====== Records provided ======

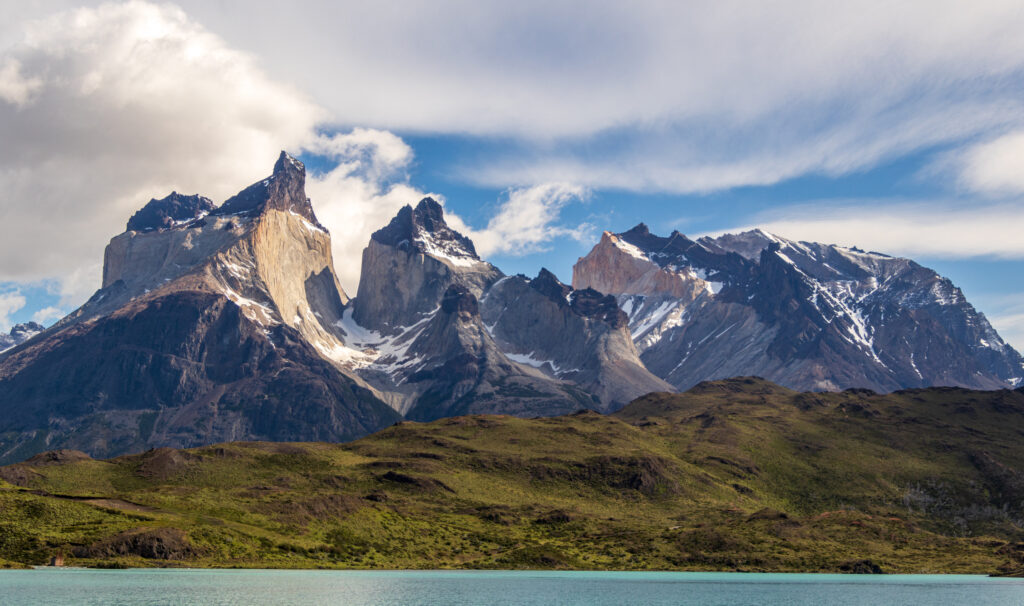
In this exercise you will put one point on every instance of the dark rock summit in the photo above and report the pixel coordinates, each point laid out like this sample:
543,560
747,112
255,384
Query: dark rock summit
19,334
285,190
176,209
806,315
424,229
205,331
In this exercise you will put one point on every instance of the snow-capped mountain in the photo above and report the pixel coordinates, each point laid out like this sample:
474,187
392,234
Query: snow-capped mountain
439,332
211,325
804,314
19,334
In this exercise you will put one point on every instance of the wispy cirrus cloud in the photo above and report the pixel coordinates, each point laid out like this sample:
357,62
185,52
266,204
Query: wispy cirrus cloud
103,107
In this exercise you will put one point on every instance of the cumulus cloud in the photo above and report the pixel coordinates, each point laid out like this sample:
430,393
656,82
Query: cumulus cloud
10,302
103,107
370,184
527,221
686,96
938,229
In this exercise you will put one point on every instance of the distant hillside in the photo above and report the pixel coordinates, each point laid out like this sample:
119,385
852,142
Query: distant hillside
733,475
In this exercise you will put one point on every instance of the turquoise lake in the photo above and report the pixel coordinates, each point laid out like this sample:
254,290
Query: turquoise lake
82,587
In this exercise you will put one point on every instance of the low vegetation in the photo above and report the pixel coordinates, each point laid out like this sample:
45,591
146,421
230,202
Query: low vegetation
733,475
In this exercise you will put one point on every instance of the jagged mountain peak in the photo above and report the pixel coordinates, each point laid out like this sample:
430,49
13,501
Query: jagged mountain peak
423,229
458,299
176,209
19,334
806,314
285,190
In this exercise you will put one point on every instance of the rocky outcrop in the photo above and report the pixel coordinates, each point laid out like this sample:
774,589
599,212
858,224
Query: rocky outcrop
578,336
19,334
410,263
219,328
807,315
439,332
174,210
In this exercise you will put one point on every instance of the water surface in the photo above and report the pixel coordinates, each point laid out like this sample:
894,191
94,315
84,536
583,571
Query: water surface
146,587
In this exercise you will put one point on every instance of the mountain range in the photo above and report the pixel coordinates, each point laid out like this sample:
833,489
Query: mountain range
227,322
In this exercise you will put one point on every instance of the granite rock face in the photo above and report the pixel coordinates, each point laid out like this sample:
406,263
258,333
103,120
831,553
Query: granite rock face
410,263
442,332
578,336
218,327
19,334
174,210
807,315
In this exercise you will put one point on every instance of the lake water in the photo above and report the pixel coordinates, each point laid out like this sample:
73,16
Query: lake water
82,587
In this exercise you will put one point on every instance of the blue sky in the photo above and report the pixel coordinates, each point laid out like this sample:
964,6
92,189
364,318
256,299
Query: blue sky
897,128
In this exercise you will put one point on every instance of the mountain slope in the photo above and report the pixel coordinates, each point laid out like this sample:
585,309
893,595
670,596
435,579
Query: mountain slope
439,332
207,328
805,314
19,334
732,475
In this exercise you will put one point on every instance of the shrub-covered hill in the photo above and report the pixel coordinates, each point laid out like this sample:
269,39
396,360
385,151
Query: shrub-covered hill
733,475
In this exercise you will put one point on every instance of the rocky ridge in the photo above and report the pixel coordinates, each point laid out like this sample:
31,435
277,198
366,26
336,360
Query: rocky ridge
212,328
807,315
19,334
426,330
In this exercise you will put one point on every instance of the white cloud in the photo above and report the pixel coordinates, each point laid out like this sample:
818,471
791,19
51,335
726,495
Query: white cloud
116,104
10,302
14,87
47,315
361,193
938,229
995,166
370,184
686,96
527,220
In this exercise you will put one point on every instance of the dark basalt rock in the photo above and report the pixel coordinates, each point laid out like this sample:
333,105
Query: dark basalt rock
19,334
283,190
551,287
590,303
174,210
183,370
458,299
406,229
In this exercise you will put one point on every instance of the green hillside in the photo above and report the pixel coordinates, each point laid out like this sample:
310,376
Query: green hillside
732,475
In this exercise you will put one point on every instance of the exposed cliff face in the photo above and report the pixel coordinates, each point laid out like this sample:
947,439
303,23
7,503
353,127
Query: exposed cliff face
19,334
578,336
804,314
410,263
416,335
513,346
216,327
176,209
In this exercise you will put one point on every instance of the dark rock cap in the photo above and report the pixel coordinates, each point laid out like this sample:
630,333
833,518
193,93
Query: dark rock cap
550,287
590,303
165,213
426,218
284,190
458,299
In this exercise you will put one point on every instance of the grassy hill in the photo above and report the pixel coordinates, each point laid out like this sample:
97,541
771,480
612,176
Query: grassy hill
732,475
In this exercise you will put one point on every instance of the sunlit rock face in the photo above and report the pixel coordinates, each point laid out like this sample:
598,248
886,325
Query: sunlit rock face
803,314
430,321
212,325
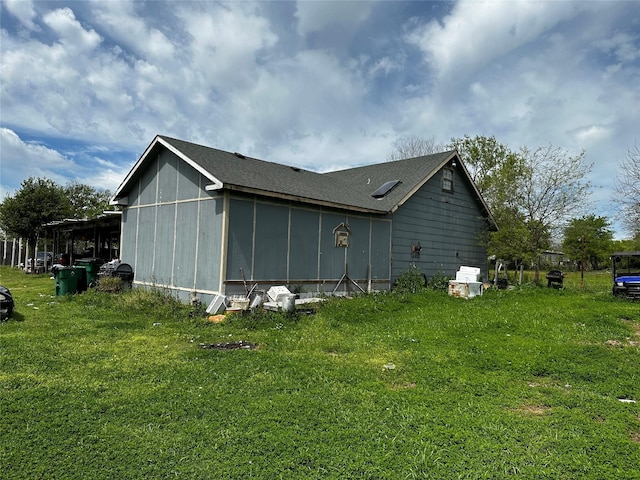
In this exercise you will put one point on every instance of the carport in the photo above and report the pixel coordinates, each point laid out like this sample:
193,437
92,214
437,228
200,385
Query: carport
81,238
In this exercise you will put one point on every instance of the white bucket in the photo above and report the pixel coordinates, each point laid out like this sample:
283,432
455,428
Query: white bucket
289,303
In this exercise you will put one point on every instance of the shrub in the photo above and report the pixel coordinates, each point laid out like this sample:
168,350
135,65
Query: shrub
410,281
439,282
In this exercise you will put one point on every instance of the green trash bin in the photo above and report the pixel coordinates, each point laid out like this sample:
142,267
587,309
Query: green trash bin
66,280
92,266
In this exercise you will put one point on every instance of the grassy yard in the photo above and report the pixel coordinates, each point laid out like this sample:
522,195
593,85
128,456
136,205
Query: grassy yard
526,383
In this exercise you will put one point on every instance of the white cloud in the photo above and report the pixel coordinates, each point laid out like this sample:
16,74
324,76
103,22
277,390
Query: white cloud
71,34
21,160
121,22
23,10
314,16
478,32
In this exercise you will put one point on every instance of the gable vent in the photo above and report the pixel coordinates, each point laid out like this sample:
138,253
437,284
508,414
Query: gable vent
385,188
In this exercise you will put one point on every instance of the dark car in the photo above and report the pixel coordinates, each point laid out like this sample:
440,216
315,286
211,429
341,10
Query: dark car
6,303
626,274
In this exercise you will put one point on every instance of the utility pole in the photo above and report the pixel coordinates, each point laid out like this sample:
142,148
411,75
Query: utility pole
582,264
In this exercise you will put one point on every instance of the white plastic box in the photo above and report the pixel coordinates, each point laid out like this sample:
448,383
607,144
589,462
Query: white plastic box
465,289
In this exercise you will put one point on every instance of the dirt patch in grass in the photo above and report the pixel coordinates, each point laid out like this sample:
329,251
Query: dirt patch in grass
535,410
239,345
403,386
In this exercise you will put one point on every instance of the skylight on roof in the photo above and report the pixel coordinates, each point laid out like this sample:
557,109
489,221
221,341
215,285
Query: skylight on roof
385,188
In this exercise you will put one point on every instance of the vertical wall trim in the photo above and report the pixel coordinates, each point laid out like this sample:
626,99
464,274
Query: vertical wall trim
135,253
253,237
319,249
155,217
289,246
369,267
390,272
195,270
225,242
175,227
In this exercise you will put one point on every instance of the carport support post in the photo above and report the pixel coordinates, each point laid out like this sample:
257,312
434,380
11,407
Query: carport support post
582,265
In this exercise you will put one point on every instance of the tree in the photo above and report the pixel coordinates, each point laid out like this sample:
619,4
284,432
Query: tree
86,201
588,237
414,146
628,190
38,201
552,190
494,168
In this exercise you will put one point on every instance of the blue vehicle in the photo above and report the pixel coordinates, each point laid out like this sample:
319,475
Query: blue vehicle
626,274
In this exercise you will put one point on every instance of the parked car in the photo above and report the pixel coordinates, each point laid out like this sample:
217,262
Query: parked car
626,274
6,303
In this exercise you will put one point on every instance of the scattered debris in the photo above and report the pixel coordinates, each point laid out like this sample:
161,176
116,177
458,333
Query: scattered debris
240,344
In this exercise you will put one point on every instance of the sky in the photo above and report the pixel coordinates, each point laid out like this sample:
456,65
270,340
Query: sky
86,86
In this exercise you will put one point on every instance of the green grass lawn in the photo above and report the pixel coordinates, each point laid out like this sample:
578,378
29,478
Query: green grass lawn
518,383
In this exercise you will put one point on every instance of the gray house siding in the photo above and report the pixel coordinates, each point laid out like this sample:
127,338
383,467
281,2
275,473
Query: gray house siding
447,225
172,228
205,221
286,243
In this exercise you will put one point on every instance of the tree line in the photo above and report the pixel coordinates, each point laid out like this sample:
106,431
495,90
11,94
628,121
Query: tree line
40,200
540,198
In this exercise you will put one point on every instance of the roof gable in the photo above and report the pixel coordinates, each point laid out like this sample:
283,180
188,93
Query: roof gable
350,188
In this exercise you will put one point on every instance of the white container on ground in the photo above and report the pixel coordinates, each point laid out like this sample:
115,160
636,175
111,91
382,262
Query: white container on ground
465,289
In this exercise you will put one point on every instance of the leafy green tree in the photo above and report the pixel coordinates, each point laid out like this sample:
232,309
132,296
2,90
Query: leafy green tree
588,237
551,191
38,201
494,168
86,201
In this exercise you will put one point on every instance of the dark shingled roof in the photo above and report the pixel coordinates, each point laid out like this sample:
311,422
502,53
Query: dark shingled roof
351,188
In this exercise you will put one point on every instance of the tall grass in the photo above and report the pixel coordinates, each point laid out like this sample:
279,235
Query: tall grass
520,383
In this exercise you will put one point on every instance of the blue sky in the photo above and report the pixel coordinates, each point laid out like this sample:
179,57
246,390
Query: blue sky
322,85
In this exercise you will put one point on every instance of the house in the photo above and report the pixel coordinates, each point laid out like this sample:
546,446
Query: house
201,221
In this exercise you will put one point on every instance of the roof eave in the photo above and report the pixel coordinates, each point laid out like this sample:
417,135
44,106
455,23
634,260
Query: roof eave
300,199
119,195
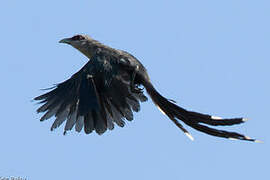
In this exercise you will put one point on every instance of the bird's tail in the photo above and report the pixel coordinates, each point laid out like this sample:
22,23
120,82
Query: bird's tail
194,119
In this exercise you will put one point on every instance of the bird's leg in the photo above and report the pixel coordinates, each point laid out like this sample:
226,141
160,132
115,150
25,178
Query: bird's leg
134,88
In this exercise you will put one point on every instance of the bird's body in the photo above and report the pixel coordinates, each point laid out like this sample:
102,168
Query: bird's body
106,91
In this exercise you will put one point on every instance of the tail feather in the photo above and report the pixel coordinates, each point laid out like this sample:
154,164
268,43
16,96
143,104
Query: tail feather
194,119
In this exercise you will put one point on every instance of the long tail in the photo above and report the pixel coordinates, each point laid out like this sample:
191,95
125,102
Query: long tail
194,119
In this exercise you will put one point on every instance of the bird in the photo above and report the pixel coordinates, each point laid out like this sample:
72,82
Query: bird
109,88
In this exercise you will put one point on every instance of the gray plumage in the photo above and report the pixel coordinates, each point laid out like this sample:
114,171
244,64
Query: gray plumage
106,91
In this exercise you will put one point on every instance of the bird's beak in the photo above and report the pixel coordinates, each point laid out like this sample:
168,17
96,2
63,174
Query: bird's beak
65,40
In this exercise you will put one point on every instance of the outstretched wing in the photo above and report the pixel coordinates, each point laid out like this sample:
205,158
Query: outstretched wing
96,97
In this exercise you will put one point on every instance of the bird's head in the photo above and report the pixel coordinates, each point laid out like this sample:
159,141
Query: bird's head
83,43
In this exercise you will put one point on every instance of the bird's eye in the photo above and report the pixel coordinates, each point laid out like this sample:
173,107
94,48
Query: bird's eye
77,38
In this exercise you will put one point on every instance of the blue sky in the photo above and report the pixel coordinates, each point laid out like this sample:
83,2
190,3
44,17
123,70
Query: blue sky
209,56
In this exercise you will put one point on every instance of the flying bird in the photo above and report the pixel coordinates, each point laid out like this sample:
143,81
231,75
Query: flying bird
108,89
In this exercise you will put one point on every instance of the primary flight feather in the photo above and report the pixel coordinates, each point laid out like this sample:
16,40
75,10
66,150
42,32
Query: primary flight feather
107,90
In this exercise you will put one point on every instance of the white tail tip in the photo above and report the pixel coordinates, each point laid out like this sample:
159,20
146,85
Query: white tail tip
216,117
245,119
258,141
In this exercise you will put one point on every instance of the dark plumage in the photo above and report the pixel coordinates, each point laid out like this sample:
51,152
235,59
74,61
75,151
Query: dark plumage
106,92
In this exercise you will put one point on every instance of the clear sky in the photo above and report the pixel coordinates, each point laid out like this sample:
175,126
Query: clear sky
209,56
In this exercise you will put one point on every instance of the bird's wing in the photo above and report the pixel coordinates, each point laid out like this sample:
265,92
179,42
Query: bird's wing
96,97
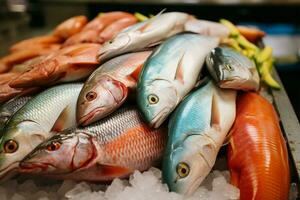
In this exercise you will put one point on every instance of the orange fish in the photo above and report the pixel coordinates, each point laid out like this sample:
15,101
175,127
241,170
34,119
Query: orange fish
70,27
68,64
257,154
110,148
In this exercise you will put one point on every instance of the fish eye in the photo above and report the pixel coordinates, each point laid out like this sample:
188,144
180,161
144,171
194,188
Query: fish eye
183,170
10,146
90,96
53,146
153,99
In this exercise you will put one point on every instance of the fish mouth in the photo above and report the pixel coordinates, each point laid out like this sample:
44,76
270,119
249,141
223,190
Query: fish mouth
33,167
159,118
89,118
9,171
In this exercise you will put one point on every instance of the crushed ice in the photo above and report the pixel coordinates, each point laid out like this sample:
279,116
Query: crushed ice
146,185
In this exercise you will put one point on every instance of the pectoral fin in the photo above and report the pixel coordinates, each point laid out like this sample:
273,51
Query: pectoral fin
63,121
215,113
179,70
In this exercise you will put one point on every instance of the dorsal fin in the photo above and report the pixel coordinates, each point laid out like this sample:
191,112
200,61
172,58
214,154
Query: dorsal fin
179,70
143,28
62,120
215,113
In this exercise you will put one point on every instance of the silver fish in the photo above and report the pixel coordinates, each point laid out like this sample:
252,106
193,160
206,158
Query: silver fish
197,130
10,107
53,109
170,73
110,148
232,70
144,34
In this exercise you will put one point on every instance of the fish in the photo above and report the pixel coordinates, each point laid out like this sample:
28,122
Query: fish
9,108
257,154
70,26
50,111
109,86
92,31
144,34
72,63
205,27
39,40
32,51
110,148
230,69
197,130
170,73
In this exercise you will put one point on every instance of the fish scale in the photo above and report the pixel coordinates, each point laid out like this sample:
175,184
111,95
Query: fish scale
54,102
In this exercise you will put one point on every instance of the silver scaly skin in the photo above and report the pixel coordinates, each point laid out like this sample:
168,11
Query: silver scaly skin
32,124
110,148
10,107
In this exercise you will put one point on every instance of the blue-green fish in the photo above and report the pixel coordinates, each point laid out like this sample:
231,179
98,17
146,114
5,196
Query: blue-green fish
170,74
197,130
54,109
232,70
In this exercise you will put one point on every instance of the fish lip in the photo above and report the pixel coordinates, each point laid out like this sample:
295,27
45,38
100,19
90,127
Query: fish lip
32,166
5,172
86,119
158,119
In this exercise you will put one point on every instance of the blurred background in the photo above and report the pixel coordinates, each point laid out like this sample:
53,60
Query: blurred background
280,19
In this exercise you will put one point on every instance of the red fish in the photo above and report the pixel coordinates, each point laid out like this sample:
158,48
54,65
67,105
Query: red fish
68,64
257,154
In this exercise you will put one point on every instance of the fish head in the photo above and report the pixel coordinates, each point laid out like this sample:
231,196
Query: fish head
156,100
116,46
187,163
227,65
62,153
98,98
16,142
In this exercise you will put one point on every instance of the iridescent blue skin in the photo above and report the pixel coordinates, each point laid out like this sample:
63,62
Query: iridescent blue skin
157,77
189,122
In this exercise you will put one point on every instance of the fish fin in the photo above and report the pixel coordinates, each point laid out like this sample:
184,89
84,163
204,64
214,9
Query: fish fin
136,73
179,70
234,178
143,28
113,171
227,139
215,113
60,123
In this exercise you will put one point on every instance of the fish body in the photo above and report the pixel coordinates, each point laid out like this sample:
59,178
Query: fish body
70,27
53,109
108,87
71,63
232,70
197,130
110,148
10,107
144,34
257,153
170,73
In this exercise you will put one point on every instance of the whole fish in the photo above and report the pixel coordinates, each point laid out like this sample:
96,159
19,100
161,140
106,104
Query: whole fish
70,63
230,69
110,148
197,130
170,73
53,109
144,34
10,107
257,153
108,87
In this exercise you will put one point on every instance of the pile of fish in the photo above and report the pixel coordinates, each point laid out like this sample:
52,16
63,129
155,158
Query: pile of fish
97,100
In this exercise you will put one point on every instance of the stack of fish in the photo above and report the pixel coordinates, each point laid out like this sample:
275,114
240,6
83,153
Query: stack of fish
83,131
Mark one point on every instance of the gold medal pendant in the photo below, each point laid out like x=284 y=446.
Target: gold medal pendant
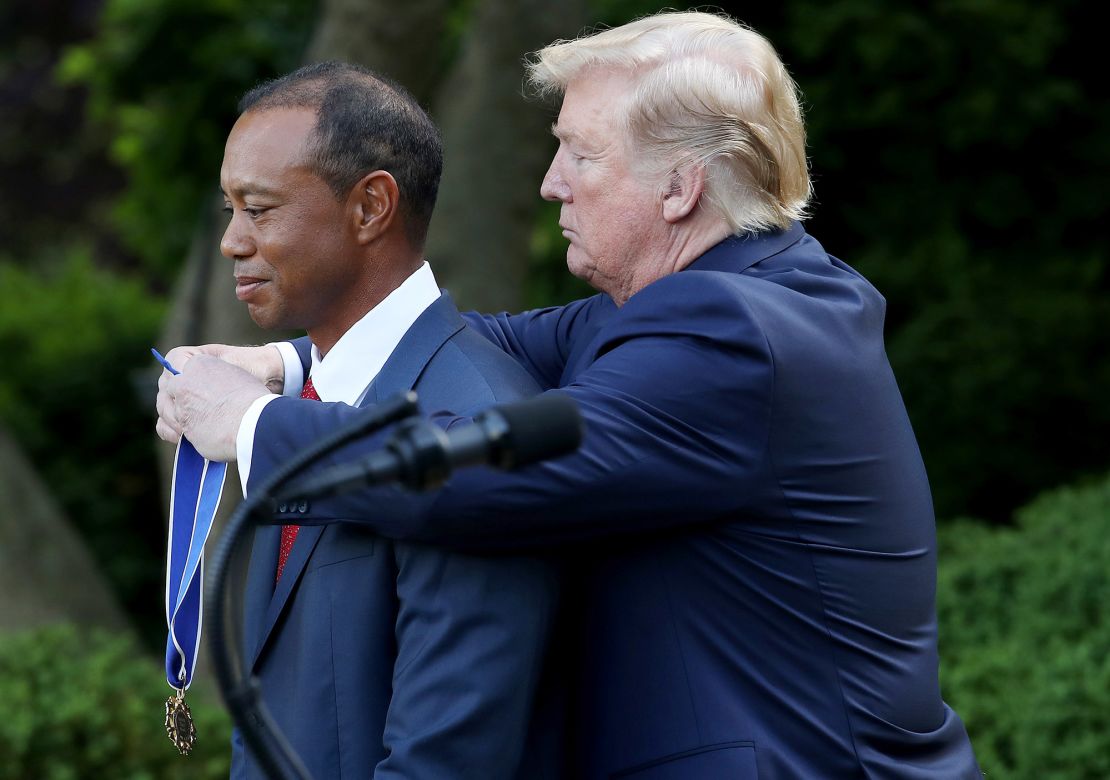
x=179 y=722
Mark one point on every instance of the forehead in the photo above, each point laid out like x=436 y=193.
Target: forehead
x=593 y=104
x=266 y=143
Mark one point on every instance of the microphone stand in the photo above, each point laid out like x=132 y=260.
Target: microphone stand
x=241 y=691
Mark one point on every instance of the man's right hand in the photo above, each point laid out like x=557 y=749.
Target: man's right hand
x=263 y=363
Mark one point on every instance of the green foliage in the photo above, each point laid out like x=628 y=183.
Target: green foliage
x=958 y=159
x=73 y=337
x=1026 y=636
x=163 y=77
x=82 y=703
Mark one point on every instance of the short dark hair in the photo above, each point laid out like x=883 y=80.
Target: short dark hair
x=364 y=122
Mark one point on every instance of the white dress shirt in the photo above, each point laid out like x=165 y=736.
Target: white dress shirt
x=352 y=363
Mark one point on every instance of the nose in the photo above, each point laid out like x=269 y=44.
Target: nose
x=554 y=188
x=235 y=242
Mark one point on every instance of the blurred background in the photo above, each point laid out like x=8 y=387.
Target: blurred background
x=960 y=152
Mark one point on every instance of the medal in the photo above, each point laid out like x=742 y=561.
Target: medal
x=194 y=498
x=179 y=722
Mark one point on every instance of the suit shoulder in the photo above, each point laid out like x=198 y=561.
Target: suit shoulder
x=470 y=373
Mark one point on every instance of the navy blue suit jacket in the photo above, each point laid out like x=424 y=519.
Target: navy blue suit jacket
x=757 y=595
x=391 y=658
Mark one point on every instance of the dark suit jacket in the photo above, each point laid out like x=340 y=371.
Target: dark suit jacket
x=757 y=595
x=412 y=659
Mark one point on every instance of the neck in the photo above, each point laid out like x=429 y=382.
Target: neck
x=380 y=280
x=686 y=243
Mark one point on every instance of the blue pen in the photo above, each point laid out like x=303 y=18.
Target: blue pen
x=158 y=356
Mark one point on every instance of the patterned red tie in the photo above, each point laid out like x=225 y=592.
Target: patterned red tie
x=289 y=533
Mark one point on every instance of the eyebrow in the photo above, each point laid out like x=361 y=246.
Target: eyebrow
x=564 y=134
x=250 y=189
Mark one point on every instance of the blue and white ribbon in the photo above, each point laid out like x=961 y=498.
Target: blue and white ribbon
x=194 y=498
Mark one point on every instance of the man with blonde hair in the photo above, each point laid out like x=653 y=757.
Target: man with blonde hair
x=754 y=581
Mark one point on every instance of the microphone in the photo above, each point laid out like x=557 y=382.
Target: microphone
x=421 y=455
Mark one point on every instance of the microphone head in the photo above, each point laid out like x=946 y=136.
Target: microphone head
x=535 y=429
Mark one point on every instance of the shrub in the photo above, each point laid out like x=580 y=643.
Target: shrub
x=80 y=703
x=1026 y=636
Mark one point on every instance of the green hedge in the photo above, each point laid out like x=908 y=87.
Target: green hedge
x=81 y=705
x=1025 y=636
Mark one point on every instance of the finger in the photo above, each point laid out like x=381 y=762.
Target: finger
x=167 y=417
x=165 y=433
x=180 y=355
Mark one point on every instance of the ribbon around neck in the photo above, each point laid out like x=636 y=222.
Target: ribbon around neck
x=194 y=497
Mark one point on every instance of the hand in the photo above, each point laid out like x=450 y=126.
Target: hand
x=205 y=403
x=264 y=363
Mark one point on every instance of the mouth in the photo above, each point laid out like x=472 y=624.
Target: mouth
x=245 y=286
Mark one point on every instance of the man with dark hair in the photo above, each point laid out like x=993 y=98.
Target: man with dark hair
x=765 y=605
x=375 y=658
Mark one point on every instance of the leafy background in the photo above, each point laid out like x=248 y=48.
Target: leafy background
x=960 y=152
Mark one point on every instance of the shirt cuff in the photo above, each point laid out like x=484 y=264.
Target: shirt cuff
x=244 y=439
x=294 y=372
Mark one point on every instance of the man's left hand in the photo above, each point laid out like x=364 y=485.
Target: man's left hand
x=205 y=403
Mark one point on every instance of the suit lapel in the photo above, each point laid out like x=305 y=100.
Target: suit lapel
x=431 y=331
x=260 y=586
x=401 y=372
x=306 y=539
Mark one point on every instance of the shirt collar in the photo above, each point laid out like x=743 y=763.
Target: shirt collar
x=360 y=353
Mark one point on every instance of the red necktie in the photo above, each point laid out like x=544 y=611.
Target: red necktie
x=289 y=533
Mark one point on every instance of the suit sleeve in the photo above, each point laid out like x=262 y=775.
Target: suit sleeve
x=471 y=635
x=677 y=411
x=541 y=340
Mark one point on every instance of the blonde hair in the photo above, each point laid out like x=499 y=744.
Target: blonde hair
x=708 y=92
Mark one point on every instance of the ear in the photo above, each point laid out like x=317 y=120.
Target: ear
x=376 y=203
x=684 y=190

======

What you need to produce is an exact copy of the entries above, limited to the lines from the one with "Query: pile of fish" up to and including the one with "Mark one point on every instance of the forehead", without pictures.

Query: pile of fish
97,100
In this exercise you will put one point on every instance of the stack of fish in the photo above and report the pixel coordinates, each point laid out like this sample:
275,114
240,6
83,153
Query: stack of fish
83,131
Mark one point on every instance of the gold medal pendant in the photo below, each point laid out like x=284 y=446.
Target: gold medal pendant
x=179 y=722
Mark one point on every instance of the forehead in the photo above, each point laid out like x=436 y=193.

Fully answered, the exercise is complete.